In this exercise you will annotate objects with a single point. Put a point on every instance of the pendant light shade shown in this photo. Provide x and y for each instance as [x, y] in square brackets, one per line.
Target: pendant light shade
==
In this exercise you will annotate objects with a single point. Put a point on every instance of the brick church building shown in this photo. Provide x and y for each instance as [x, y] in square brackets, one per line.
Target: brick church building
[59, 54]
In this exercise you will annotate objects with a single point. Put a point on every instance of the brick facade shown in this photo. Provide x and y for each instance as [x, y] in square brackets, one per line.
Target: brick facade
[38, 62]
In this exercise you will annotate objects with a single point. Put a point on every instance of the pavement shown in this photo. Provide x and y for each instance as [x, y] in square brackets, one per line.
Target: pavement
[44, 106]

Exercise description: In the records starting at the line that contains "of the pendant" and ending at the line that contains "Target: pendant light shade", rename "pendant light shade" to "hanging lamp shade". Give those lines again with nothing else changed.

Response:
In this exercise you will annotate objects with a single point. Put a point on every instance of the hanging lamp shade shown in this photo. Provide x and y for each instance as [x, y] in square brackets, one per line.
Target: hanging lamp shade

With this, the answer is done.